■ PROBLEM STATEMENT: In the mailing-list message on Libgcrypt performance below, why does Mizar Zhou ask about overlooked configuration options or build switches? Answer in one to three sentences.

■ PASSAGE TO READ:
-- -- --
Inquire about the performance of gcrypt on ARM architecture

Jussi Kivilinna jussi.kivilinna at iki.fi
Sun Nov 16 13:21:36 CET 2025


Hello,

On 14/11/2025 11:05, Mizar Zhou via Gnupg-users wrote:
> Hi everyone,
> 
> 
> I’d like to ask about the performance of Libgcrypt on ARM architectures.
> 
> 
> In my tests, using the same Libgcrypt version on ARMv8 results in performance that is *three times slower, or even more*, compared to Intel. Is this expected behavior? If not, are there any performance-related configuration options or build switches that I might have overlooked?
-- -- --
(Excerpts of location labeling data)
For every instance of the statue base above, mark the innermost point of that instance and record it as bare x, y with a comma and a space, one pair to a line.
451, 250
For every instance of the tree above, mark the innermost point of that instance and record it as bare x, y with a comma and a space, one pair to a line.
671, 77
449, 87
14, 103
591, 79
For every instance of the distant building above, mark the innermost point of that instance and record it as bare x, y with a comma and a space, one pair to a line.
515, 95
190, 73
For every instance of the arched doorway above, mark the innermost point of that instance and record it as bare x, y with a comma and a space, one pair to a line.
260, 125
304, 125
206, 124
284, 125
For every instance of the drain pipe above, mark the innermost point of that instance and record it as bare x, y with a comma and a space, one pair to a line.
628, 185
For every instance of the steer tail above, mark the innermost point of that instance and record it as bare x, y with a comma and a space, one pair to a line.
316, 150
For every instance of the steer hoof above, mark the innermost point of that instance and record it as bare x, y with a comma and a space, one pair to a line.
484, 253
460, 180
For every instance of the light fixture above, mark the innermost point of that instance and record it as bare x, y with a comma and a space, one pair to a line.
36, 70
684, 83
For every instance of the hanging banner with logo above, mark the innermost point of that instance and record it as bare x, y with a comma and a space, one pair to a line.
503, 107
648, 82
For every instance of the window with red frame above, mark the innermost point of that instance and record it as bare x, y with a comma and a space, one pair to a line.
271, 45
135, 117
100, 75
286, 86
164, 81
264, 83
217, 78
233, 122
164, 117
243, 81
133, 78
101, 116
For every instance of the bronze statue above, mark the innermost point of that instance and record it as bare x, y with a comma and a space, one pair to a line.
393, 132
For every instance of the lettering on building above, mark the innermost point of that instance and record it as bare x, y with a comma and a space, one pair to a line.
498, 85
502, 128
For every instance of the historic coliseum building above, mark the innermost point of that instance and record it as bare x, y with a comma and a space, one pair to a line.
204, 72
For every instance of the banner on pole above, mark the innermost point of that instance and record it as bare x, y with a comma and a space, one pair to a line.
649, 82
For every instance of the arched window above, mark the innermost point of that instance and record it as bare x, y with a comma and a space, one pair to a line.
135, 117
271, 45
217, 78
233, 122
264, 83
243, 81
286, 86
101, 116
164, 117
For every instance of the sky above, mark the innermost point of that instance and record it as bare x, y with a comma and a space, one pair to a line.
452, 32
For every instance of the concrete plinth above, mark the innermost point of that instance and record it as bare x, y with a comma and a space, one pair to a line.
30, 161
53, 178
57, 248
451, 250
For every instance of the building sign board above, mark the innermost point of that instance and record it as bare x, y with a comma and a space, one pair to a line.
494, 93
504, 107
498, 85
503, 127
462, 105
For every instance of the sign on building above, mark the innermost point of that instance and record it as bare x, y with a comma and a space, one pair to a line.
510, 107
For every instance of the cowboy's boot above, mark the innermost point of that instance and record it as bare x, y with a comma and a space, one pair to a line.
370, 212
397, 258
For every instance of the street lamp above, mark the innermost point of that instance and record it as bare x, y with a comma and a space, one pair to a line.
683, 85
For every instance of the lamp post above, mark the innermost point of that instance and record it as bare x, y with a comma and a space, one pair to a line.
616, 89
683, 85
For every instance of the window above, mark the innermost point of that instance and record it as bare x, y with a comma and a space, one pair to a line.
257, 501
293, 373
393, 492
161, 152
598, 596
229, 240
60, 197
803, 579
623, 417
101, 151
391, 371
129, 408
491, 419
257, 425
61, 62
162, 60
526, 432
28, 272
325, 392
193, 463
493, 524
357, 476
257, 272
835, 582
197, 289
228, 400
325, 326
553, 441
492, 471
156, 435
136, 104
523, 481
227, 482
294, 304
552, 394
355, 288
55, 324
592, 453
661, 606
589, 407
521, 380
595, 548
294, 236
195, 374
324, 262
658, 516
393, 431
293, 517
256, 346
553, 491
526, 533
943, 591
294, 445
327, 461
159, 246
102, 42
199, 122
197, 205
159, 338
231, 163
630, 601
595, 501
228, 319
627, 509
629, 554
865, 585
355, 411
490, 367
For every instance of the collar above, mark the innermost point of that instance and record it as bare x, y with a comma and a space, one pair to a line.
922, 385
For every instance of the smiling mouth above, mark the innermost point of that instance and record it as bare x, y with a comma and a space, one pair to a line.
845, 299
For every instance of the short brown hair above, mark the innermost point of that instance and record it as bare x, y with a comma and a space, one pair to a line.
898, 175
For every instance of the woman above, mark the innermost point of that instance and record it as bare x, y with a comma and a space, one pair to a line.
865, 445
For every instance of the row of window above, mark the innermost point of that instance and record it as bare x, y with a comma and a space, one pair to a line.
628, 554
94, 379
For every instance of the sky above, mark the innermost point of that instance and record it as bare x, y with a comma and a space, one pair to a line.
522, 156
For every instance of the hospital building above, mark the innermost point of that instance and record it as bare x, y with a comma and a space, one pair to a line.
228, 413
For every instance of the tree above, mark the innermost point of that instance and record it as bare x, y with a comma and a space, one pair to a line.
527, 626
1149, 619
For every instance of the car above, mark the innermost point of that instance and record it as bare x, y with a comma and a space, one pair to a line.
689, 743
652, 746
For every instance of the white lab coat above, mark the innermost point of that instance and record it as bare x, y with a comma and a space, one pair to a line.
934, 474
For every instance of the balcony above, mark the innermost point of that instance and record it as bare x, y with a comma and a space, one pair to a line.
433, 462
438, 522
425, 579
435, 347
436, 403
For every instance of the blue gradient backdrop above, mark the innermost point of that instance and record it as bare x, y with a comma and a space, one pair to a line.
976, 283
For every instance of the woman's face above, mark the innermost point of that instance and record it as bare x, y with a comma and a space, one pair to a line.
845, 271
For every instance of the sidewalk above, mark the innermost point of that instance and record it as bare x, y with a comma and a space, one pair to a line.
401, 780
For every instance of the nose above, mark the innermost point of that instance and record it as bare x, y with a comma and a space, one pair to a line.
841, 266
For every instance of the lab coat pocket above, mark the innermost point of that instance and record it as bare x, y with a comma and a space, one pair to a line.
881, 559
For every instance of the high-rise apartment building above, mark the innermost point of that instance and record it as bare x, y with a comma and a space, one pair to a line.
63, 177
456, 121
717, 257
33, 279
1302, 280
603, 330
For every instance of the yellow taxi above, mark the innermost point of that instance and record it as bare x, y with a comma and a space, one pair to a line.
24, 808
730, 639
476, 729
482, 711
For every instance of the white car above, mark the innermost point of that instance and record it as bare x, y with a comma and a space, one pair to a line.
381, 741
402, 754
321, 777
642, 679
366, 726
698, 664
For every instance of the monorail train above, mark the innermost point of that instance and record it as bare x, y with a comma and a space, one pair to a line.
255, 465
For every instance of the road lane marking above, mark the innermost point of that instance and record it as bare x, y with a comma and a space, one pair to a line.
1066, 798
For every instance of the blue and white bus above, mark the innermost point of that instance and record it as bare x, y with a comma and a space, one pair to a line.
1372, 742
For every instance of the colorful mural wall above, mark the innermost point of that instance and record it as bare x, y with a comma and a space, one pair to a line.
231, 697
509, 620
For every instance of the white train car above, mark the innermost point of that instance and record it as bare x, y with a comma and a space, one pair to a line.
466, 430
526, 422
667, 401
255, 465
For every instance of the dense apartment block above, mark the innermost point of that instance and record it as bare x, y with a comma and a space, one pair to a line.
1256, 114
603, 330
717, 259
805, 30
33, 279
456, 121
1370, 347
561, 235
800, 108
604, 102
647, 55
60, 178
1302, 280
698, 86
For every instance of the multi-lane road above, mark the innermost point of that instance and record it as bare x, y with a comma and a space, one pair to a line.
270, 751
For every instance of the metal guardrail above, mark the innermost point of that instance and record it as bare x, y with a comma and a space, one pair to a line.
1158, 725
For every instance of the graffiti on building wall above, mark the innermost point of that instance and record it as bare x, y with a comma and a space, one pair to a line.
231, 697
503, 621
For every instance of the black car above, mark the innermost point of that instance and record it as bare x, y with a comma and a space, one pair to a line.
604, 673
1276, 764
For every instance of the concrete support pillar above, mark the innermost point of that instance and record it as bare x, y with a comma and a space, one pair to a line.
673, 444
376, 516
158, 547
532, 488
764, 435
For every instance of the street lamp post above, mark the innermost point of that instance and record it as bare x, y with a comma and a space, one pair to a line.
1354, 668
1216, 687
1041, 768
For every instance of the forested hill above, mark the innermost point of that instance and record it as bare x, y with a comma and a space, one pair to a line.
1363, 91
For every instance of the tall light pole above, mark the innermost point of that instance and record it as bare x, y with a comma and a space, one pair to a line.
-- -- --
■ SOLUTION TO THE PROBLEM: In Mizar Zhou's tests, the same Libgcrypt version ran three times slower or more on ARMv8 than on Intel. Mizar Zhou asks whether this is expected and, if it isn't, whether a performance-related configuration option or build switch has been missed.